Reproduce everything from the line containing "written like (548,744)." down to the end of the records below, replacing "metal bollard post" with "steel bollard" and leaving all other text unchanged.

(Pointing dataset excerpts)

——————————

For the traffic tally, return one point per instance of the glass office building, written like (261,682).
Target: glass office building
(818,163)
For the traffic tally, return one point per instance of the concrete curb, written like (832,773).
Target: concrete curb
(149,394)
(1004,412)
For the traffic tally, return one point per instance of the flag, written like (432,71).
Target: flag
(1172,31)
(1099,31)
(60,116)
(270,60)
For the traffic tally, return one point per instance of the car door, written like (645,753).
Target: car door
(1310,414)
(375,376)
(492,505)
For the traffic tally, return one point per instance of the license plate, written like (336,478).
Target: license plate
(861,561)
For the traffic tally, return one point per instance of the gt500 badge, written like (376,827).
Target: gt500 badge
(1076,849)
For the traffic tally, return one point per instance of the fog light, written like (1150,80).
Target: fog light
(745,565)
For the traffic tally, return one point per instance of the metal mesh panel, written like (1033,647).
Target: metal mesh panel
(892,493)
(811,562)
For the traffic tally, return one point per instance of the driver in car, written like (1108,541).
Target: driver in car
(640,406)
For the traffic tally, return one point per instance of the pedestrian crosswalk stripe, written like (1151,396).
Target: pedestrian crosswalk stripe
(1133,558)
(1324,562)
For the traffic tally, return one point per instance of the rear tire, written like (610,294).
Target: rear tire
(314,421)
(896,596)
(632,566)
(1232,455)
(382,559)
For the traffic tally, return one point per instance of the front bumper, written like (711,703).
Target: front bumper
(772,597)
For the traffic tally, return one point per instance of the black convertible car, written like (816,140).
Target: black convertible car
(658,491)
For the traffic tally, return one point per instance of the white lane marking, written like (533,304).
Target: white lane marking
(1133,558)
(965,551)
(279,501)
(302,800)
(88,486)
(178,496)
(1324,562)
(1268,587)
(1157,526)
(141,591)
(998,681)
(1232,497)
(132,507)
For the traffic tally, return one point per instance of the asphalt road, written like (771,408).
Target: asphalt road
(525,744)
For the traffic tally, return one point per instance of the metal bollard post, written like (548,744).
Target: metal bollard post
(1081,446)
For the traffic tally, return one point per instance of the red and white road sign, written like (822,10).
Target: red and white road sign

——————————

• [Worked solution]:
For the traffic tally, return one point per instance of the steel bollard, written like (548,744).
Target: steel bollard
(1081,446)
For the traffic tally, return one point per instance of the red and white road sign, written like (822,10).
Target: red and white road sign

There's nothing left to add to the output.